Location identification data
# # #

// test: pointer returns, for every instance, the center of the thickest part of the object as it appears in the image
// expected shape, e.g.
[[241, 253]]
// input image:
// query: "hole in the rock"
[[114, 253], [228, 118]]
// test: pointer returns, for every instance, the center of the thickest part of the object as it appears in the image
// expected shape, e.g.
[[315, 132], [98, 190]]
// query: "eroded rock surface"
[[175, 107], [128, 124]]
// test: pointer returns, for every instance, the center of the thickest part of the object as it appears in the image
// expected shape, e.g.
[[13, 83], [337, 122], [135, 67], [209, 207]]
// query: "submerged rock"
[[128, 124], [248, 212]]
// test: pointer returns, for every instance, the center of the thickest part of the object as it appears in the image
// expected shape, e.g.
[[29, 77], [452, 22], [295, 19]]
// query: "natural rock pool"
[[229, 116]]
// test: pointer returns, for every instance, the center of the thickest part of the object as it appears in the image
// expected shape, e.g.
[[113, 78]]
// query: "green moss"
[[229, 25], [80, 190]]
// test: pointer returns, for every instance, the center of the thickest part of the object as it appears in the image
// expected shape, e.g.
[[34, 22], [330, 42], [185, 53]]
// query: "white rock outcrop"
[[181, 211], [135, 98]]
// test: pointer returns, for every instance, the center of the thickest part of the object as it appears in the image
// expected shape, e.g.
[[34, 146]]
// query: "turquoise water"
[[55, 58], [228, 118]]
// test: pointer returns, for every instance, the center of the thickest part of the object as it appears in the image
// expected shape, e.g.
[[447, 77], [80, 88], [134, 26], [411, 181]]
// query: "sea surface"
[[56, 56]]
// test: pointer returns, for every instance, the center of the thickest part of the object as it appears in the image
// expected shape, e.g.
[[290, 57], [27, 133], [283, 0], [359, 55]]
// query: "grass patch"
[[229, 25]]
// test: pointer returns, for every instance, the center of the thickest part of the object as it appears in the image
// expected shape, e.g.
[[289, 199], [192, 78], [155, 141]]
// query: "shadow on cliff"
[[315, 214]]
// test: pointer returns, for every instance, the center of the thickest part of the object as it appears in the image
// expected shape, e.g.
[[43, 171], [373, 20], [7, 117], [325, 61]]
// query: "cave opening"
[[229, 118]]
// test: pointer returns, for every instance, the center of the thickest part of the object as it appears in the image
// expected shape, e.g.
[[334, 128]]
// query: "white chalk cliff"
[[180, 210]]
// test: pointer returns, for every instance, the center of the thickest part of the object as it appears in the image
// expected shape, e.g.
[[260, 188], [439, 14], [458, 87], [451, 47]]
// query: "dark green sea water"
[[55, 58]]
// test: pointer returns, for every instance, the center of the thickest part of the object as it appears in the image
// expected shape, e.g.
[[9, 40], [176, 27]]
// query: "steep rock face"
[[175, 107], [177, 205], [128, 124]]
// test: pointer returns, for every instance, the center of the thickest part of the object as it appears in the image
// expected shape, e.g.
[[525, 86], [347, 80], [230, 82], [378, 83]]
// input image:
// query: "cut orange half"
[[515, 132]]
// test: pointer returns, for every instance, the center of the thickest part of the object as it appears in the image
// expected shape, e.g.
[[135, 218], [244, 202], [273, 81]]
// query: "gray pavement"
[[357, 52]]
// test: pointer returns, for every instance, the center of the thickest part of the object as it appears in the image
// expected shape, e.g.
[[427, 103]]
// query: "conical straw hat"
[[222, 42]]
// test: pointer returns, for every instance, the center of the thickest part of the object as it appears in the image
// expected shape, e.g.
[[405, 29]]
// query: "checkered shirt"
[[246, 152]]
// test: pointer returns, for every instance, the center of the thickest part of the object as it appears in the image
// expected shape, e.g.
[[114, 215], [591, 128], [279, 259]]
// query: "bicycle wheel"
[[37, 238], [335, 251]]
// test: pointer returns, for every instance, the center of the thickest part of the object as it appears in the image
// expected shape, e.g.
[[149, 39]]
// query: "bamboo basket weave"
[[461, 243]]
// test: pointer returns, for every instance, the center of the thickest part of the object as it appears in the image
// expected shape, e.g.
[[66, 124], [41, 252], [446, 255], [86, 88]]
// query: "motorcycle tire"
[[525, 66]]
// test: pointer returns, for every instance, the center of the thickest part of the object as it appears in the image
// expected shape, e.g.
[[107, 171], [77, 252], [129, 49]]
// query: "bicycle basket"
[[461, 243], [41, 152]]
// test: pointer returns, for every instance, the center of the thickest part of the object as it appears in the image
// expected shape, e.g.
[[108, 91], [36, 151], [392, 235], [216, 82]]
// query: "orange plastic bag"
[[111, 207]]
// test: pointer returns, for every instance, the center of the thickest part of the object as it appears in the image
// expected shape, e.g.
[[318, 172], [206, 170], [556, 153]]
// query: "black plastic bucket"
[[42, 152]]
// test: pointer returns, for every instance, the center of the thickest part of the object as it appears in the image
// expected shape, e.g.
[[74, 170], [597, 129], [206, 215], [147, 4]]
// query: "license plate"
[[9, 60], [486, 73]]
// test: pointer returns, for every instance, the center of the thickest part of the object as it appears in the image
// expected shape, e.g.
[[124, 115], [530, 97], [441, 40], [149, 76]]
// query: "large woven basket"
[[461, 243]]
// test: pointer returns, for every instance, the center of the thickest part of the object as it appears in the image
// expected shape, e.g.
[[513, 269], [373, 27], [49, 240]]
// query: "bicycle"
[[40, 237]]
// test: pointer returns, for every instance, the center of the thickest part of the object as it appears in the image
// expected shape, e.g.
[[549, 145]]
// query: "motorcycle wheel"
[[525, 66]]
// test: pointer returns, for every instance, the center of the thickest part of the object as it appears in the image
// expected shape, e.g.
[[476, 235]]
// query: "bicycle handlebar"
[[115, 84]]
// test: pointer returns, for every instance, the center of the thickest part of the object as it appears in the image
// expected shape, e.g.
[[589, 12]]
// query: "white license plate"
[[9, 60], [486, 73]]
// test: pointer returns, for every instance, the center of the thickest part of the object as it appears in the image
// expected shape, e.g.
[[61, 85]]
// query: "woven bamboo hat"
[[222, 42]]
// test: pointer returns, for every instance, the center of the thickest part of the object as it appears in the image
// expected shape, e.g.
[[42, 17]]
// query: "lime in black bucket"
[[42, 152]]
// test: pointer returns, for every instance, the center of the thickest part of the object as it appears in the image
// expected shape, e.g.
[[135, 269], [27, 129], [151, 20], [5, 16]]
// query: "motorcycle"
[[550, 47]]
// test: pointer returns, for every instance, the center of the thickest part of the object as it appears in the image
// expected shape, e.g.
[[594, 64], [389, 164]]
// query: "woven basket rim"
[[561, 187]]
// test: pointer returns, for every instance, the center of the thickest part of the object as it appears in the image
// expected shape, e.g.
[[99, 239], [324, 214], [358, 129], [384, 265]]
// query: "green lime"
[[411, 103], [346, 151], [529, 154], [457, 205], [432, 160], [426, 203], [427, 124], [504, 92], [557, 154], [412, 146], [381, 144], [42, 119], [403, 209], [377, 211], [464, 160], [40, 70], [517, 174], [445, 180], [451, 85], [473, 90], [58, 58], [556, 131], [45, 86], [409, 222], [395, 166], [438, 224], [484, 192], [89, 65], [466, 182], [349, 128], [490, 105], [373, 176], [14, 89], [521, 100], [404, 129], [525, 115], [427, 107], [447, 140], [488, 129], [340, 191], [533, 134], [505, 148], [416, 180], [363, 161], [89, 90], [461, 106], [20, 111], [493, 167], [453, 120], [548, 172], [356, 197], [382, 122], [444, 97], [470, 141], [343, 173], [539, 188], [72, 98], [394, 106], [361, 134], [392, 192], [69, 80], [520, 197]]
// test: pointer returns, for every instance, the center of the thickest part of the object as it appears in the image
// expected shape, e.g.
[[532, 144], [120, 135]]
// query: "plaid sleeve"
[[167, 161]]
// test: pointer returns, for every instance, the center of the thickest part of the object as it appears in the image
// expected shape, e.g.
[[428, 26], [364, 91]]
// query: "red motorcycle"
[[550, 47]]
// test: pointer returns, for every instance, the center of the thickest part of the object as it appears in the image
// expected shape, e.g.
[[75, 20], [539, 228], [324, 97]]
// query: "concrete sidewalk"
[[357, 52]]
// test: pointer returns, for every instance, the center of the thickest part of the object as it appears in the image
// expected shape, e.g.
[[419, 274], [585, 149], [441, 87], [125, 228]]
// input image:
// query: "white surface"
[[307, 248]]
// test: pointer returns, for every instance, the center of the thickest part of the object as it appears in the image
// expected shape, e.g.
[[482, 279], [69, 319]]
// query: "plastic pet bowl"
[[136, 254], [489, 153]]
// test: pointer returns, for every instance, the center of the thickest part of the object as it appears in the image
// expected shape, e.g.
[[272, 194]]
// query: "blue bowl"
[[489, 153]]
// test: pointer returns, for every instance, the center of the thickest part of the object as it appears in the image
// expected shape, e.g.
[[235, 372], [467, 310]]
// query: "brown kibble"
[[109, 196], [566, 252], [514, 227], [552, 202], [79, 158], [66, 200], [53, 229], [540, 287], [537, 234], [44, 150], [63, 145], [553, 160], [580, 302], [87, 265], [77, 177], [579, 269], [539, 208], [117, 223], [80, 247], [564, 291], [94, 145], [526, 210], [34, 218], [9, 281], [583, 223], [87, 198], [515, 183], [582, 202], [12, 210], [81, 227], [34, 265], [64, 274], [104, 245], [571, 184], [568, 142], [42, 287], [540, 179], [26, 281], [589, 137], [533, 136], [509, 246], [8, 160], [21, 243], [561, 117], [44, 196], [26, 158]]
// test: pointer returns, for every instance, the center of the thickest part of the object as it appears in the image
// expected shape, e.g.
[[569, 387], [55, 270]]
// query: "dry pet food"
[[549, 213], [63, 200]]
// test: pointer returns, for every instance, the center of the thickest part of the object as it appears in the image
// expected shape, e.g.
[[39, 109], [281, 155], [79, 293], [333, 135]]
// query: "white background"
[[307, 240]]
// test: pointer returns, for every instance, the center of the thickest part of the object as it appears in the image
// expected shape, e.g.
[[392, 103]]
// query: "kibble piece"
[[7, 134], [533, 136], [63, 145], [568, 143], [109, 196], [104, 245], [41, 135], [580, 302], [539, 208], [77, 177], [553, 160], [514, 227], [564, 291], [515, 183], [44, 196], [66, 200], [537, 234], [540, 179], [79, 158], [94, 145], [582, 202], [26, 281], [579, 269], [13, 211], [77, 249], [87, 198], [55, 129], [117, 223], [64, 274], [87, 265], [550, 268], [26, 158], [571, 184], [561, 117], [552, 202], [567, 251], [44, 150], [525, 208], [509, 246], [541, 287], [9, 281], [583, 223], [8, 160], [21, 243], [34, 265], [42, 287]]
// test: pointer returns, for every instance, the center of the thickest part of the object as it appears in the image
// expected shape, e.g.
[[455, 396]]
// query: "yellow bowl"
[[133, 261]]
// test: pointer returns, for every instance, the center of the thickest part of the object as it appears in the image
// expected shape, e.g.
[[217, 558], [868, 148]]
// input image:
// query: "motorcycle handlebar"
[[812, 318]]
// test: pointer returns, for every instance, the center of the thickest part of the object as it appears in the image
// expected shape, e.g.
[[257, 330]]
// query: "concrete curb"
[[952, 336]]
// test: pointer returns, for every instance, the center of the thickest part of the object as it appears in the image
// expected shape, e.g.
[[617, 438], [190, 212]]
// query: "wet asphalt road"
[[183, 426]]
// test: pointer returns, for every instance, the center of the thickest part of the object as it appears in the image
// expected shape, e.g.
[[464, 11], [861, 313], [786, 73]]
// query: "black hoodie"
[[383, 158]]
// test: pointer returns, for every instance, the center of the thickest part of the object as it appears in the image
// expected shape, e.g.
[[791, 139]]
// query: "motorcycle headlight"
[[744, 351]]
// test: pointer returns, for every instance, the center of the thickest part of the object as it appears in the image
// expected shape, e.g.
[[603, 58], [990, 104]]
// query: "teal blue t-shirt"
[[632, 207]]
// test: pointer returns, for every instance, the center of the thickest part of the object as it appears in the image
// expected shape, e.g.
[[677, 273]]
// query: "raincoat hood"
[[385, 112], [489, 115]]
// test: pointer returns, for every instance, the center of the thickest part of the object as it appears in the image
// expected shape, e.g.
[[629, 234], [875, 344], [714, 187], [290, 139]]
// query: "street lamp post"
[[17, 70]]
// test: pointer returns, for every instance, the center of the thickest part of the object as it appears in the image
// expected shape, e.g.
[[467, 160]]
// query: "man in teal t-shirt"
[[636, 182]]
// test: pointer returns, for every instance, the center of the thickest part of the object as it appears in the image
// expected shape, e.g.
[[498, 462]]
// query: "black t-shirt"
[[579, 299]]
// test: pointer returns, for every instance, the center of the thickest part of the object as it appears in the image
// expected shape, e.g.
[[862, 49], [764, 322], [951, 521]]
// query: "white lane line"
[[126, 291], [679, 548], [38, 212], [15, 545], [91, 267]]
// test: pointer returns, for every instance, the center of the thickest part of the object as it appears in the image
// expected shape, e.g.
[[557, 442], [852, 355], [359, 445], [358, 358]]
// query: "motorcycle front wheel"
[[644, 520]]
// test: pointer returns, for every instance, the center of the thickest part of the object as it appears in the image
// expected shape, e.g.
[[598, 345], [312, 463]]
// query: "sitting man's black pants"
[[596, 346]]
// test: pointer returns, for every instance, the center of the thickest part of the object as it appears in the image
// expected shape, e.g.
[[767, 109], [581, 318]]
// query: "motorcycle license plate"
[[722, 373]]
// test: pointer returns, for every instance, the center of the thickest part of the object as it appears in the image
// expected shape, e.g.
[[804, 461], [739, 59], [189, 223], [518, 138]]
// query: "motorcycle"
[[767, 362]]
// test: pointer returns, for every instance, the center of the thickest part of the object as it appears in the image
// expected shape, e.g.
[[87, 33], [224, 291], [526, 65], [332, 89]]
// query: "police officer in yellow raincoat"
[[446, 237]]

# # #

→ PROBLEM
Rewrite the data above as a numbered list, from the first line through the line containing "[[229, 116]]", leaving out any blank lines.

→ THE REPLY
1. // test: pointer returns, for every instance, the center of the thickest part of the object as it appears in the image
2. // expected shape, e.g.
3. [[241, 253]]
4. // input image:
5. // query: "hole in the rock"
6. [[114, 253], [228, 118]]
7. // test: pointer returns, for every instance, the center of the thickest part of the object as it appears in the image
8. // expected shape, e.g.
9. [[315, 132], [98, 190]]
10. // query: "eroded rock surface"
11. [[175, 107], [128, 124]]
12. // test: pointer returns, for every instance, the center of the thickest part of the object as it appears in the image
13. // expected shape, e.g.
14. [[13, 83], [337, 122], [135, 67], [209, 207]]
15. // query: "submerged rock"
16. [[128, 124], [248, 212]]
17. // test: pointer returns, for every instance, the center of the thickest part of the object as it appears in the image
18. // expected shape, e.g.
19. [[29, 77], [452, 22], [295, 19]]
20. // query: "natural rock pool"
21. [[229, 116]]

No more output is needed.